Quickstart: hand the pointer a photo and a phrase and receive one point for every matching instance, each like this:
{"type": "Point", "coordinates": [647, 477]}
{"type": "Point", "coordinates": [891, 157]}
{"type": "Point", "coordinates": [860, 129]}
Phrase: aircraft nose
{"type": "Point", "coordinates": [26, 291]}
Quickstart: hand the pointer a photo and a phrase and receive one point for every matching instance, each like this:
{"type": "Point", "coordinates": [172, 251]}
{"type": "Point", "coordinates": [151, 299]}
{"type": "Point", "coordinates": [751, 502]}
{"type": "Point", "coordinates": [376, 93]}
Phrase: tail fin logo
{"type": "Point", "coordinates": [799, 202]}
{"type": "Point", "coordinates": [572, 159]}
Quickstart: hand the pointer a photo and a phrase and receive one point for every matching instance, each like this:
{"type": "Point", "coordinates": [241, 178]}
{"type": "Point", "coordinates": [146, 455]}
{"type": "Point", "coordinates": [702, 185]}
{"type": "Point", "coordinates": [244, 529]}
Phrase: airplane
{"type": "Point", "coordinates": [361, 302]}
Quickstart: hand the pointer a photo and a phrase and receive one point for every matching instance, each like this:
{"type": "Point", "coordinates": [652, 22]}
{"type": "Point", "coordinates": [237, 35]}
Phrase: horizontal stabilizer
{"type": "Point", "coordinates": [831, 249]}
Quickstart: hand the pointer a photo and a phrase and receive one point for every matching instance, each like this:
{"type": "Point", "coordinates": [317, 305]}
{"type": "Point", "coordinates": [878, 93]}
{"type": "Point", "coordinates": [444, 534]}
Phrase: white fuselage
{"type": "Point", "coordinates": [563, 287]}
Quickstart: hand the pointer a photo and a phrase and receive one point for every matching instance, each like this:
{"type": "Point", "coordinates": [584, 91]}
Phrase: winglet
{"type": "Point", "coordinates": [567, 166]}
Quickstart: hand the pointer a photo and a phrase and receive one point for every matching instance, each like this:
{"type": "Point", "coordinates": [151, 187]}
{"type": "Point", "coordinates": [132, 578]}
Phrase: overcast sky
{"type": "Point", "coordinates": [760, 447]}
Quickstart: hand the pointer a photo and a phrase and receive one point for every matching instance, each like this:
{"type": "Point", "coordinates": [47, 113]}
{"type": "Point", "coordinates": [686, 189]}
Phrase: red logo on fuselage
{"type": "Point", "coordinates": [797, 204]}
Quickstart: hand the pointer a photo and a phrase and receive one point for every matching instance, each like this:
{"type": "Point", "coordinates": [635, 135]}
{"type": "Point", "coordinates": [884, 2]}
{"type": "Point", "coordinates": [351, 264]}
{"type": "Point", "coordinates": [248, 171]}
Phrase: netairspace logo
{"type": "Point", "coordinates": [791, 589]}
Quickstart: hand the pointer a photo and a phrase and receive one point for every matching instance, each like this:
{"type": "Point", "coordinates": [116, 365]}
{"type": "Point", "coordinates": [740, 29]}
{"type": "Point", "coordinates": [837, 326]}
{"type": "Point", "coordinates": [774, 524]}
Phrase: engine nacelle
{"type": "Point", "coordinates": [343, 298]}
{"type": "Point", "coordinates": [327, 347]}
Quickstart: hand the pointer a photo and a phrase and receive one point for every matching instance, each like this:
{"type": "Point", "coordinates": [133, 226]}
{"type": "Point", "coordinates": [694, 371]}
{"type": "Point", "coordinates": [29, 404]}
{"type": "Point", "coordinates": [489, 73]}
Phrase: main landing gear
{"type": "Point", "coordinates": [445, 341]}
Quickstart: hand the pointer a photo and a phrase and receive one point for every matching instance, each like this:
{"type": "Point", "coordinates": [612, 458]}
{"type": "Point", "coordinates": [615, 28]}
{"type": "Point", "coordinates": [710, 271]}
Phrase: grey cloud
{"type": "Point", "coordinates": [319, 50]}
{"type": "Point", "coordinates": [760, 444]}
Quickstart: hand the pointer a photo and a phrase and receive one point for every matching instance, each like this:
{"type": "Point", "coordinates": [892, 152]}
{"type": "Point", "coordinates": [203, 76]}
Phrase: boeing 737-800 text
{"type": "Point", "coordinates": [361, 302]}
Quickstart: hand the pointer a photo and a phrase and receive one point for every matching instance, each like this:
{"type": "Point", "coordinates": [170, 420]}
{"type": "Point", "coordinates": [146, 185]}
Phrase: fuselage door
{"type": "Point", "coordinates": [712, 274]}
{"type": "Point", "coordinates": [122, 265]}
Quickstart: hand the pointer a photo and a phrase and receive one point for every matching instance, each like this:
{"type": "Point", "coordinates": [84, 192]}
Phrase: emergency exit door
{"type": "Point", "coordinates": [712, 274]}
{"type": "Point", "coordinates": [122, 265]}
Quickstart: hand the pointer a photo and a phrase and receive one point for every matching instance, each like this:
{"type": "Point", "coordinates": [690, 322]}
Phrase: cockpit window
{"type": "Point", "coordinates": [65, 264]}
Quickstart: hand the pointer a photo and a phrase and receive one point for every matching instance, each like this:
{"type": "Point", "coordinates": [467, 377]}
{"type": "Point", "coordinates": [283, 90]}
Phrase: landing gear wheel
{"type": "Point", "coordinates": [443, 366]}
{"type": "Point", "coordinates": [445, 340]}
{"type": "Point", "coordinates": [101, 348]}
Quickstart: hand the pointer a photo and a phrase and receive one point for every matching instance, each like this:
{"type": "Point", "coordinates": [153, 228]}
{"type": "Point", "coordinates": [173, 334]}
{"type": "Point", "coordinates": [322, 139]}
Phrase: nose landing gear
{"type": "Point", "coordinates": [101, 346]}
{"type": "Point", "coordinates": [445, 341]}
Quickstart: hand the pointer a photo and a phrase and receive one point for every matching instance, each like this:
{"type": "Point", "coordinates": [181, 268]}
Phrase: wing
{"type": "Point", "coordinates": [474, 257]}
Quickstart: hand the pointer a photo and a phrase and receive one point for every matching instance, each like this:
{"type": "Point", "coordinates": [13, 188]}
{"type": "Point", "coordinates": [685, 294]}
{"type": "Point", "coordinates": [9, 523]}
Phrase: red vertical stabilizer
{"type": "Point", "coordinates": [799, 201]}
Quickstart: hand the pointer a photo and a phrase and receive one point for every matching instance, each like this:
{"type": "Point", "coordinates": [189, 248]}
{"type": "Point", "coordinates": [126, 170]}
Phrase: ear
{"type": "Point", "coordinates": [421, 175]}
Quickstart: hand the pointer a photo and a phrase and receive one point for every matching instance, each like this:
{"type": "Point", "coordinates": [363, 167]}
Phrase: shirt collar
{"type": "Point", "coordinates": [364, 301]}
◇ ◇ ◇ ◇
Goal:
Each record above must be given again exactly.

Correct answer:
Quickstart: hand the pointer a photo and a phrase and receive one point for every matching instance, each like this:
{"type": "Point", "coordinates": [647, 477]}
{"type": "Point", "coordinates": [891, 157]}
{"type": "Point", "coordinates": [860, 129]}
Phrase: aircraft nose
{"type": "Point", "coordinates": [26, 291]}
Quickstart: hand the pointer a photo and a phrase and receive one point for every matching instance, each like this:
{"type": "Point", "coordinates": [172, 251]}
{"type": "Point", "coordinates": [151, 299]}
{"type": "Point", "coordinates": [751, 502]}
{"type": "Point", "coordinates": [376, 93]}
Phrase: tail fin logo
{"type": "Point", "coordinates": [799, 202]}
{"type": "Point", "coordinates": [572, 159]}
Quickstart: hand the pointer a photo and a phrase and receive one point for every matching instance, each like this:
{"type": "Point", "coordinates": [241, 178]}
{"type": "Point", "coordinates": [146, 455]}
{"type": "Point", "coordinates": [702, 185]}
{"type": "Point", "coordinates": [244, 529]}
Phrase: airplane
{"type": "Point", "coordinates": [361, 302]}
Quickstart: hand the pointer a photo and a phrase and receive one point for every matching instance, each like this:
{"type": "Point", "coordinates": [652, 22]}
{"type": "Point", "coordinates": [237, 35]}
Phrase: horizontal stabilizer
{"type": "Point", "coordinates": [831, 249]}
Quickstart: hand the pointer a photo and a phrase and receive one point for every matching instance, each like this:
{"type": "Point", "coordinates": [317, 305]}
{"type": "Point", "coordinates": [878, 93]}
{"type": "Point", "coordinates": [444, 534]}
Phrase: white fuselage
{"type": "Point", "coordinates": [563, 287]}
Quickstart: hand the pointer a photo and a phrase and receive one point for every matching instance, each like this:
{"type": "Point", "coordinates": [584, 91]}
Phrase: winglet
{"type": "Point", "coordinates": [567, 166]}
Quickstart: hand the pointer a photo and a phrase and receive one point for every matching instance, each like this:
{"type": "Point", "coordinates": [151, 187]}
{"type": "Point", "coordinates": [132, 578]}
Phrase: overcast sky
{"type": "Point", "coordinates": [760, 447]}
Quickstart: hand the pointer a photo and a phrase and receive one point for every matching instance, each like this:
{"type": "Point", "coordinates": [47, 113]}
{"type": "Point", "coordinates": [686, 189]}
Phrase: red logo on fuselage
{"type": "Point", "coordinates": [797, 204]}
Quickstart: hand the pointer a photo and a phrase and receive one point for every matching instance, each like this:
{"type": "Point", "coordinates": [635, 135]}
{"type": "Point", "coordinates": [884, 2]}
{"type": "Point", "coordinates": [351, 264]}
{"type": "Point", "coordinates": [248, 171]}
Phrase: netairspace logo
{"type": "Point", "coordinates": [791, 589]}
Quickstart: hand the pointer a photo and a phrase and receive one point for every matching instance, each like this:
{"type": "Point", "coordinates": [116, 365]}
{"type": "Point", "coordinates": [740, 29]}
{"type": "Point", "coordinates": [837, 326]}
{"type": "Point", "coordinates": [774, 524]}
Phrase: engine nacelle
{"type": "Point", "coordinates": [343, 298]}
{"type": "Point", "coordinates": [327, 347]}
Quickstart: hand the pointer a photo and a phrase and receive one point for every matching instance, each like this:
{"type": "Point", "coordinates": [133, 226]}
{"type": "Point", "coordinates": [694, 371]}
{"type": "Point", "coordinates": [29, 404]}
{"type": "Point", "coordinates": [489, 73]}
Phrase: main landing gear
{"type": "Point", "coordinates": [445, 341]}
Quickstart: hand the pointer a photo and a phrase and receive one point for every matching instance, each like this:
{"type": "Point", "coordinates": [612, 458]}
{"type": "Point", "coordinates": [615, 28]}
{"type": "Point", "coordinates": [710, 271]}
Phrase: grey cloud
{"type": "Point", "coordinates": [319, 50]}
{"type": "Point", "coordinates": [760, 444]}
Quickstart: hand the pointer a photo and a phrase and receive one point for every matching instance, each like this:
{"type": "Point", "coordinates": [892, 152]}
{"type": "Point", "coordinates": [203, 76]}
Phrase: boeing 737-800 text
{"type": "Point", "coordinates": [361, 302]}
Quickstart: hand the pointer a photo and a phrase and receive one point for every matching instance, each like this:
{"type": "Point", "coordinates": [170, 420]}
{"type": "Point", "coordinates": [146, 185]}
Phrase: fuselage door
{"type": "Point", "coordinates": [712, 274]}
{"type": "Point", "coordinates": [122, 265]}
Quickstart: hand the pointer a photo and a phrase and receive one point for every matching instance, each like this:
{"type": "Point", "coordinates": [84, 192]}
Phrase: emergency exit door
{"type": "Point", "coordinates": [712, 274]}
{"type": "Point", "coordinates": [122, 265]}
Quickstart: hand the pointer a photo and a phrase and receive one point for every matching instance, each like this:
{"type": "Point", "coordinates": [690, 322]}
Phrase: cockpit window
{"type": "Point", "coordinates": [65, 264]}
Quickstart: hand the pointer a photo and a phrase and receive one point for every matching instance, each like this:
{"type": "Point", "coordinates": [467, 377]}
{"type": "Point", "coordinates": [283, 90]}
Phrase: landing gear wheel
{"type": "Point", "coordinates": [443, 366]}
{"type": "Point", "coordinates": [445, 340]}
{"type": "Point", "coordinates": [101, 348]}
Quickstart: hand the pointer a photo and a phrase and receive one point for every matching instance, each like this:
{"type": "Point", "coordinates": [153, 228]}
{"type": "Point", "coordinates": [173, 334]}
{"type": "Point", "coordinates": [322, 139]}
Phrase: nose landing gear
{"type": "Point", "coordinates": [101, 346]}
{"type": "Point", "coordinates": [445, 341]}
Quickstart: hand the pointer a photo and a phrase and receive one point for every matching instance, each like this:
{"type": "Point", "coordinates": [181, 268]}
Phrase: wing
{"type": "Point", "coordinates": [474, 257]}
Quickstart: hand the pointer a photo and a phrase and receive one point for every matching instance, each like this:
{"type": "Point", "coordinates": [13, 188]}
{"type": "Point", "coordinates": [685, 294]}
{"type": "Point", "coordinates": [9, 523]}
Phrase: red vertical stabilizer
{"type": "Point", "coordinates": [799, 201]}
Quickstart: hand the pointer a photo and a phrase and receive one point for every matching instance, each like this:
{"type": "Point", "coordinates": [189, 248]}
{"type": "Point", "coordinates": [126, 170]}
Phrase: ear
{"type": "Point", "coordinates": [421, 175]}
Quickstart: hand the pointer a photo and a phrase and receive one point for every matching instance, each like this:
{"type": "Point", "coordinates": [363, 167]}
Phrase: shirt collar
{"type": "Point", "coordinates": [364, 301]}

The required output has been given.